Jeremy Corbyn's Realpolitik: the Customs Union and EU

For more than twenty-five years (or over forty years if we include the the UK's membership of the European Economic Community), Jeremy Corbyn saw the European Union as a “bankers' club”.

This means that Corbyn is still well aware that the EU could prove to be problematic when it comes to his Radical Socialism project. Specifically and to take just one very-recent example, a Labour Party source has only just said that that his Party would ask for “exemptions” to stop the EU blocking Corbyn's plans to nationalise various - and possibly many - industries.

In numerous respects, Corbyn has always been fundamentally against the EU. There are quotes galore which explicitly show this. Here's just one from that large pile:

I assure him that at least 60 Labour Members voted against the Bill... [and] they will vote against the Maastricht treaty again tonight, primarily because it takes away from national Parliaments the power to set economic policy and hands it over to an unelected set of bankers...”

When Corbyn became leader of the Labour Party in September 2015, he quickly realised that the Labour Party was full of committed EUphiles. (I used the term “EUphiles” rather than “Europhiles” because I don't like the latter word and its implications.) Indeed rather than seeing the EU as a “capitalists' club”, these EUphiles see it as a Progressive Club. Indeed some even see it as the best way of insuring socialist (or “progressive”) legislation through the back door (as it were). And if you add to that the EU's commitment to “open borders”, then you can see Corbyn's problem.

Despite saying all that, the EU's commitment to open borders is largely driven by economic – i.e., “capitalist”! - factors, not by International Socialist ideology (as it is when it comes to Corbyn and most Corbynites).

So despite Corbyn's realpolitik, it's hardly surprising that he hasn't entirely pleased all Labour Party Remainers. Yes, they believe that Corbyn should have backed remaining in the single market/EU; not only a customs union.

Nonetheless, it's true that even some Corbynites are also hardcore EUphiles. It's simply the case that they see the EU very differently to how Corbyn sees it. They may well have the same dreams about what the EU can politically and legally achieve in the future. However, the positions of Labour Party Remainers on what the EU actually is are radically at odds with Corbyn's.

So Corbyn isn't dumb. He knows that remaining a harsh and relentless critic of the EU would quite possibly split the Labour Party in two. Indeed, more specifically, supporting a “hard Brexit” would also have a similar effect on the Labour Party. Thus Corbyn's most recent position on a new customs union is the latest display of this “consistent” and “principled” leader's extreme realpolitik position.

Yes, Corbyn is a “typical politician” after all! And, for the sake of the Labour Party, perhaps that's not such a bad thing.

Corbyn on EU Threats

Jeremy Corbyn admitted that his new position on a new customs union was partly a response to EU threats. He said that creating a permanent “comprehensive” union would hopefully deter the EU from imposing trade tariffs on the UK.

In more detail, Corbyn said that a customs union would "protect jobs" because it would mean that the EU wouldn't punish the UK as severely as it otherwise would do. Corbyn believes that if the UK appeases the EU enough, then UK-based trade would continue to flow across borders without many restrictions.

Nonetheless, Corbyn also admitted that this customs union would effectively prevent Britain doing trade deals with other countries outside the EU. Despite that, Corbyn still believes that the UK could benefit from the deals which the EU will sign with third parties. That is, our dealings with countries outside the EU would still be managed and controlled by the EU itself. Yes, the EU would still be the ultimate political, legal and economic power.

DIRECTIONS:
1. Answer these from the article on Corbyn and the EU:
(a) In what month and year did Corbyn become leader of the Labour Party?
(b) What did a Labour Party source say the party would ask for to stop the EU blocking Corbyn's nationalization plans?
(c) What did Corbyn say a permanent "comprehensive" customs union would hopefully deter the EU from doing?
2. Pick up the article on Corbyn and the EU after its final sentence and keep writing it.

DATASET SECTION:
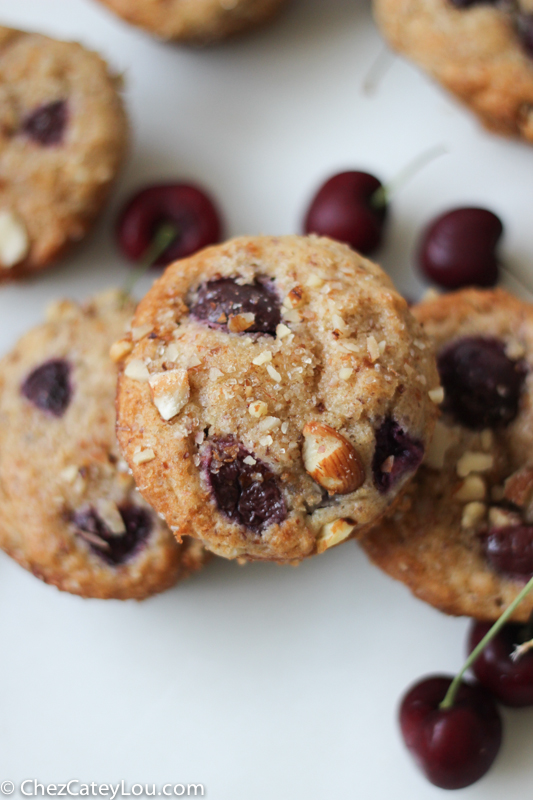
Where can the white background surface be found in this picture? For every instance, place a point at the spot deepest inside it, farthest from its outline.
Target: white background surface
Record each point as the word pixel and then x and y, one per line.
pixel 260 682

SOLVED TASKS:
1.
(a) September 2015
(b) "Exemptions"
(c) Imposing trade tariffs on the UK

2.
Now is it a good thing for a democratic nation to give in to threats from a super-state? Is Corbyn the Neville Chamberlain of the 21st century?

Corbyn's Plans to “Topple” the Tories

Rather cheekily, Corbyn is using his own (semi)about-turn on the EU as a means to help him “topple” the Conservative Government. He's assuming - or hoping! - that there will be a Tory backbench rebellion against a “hard Brexit”. He also believes that others outside the Tory Party will see his new position on a new customs union as a sensible middle-way.

In his own words, Corbyn said that Theresa May was leaving voters

in the dark about what the divided Conservative government actually wants out of Brexit”.

(Who knows, perhaps Corbyn will also convince these very same Tories that mass collectivisation/nationalisation, huge tax rises, etc. are a good thing too.)

You see, Corbyn and and the Labour Party have very similar problems to that which faces Theresa May and the Conservative Party. Corbyn knows that. May knows that. And indeed most people know that. The Institute of Directors also knows that.

The Institute has just said that both Labour and the Tories are guilty of leaving “many unanswered questions” about our relationship with the EU in the future. And that, of course, is making it difficult for businesses to plan ahead.

Not surprisingly, then, the extreme EUphile Liberal Democrats have chipped in on this. Tim Brake, for example, said:

Corbyn started his speech claiming that Labour’s position on Brexit has been consistent — by which he must mean consistently vague — and today was no different.”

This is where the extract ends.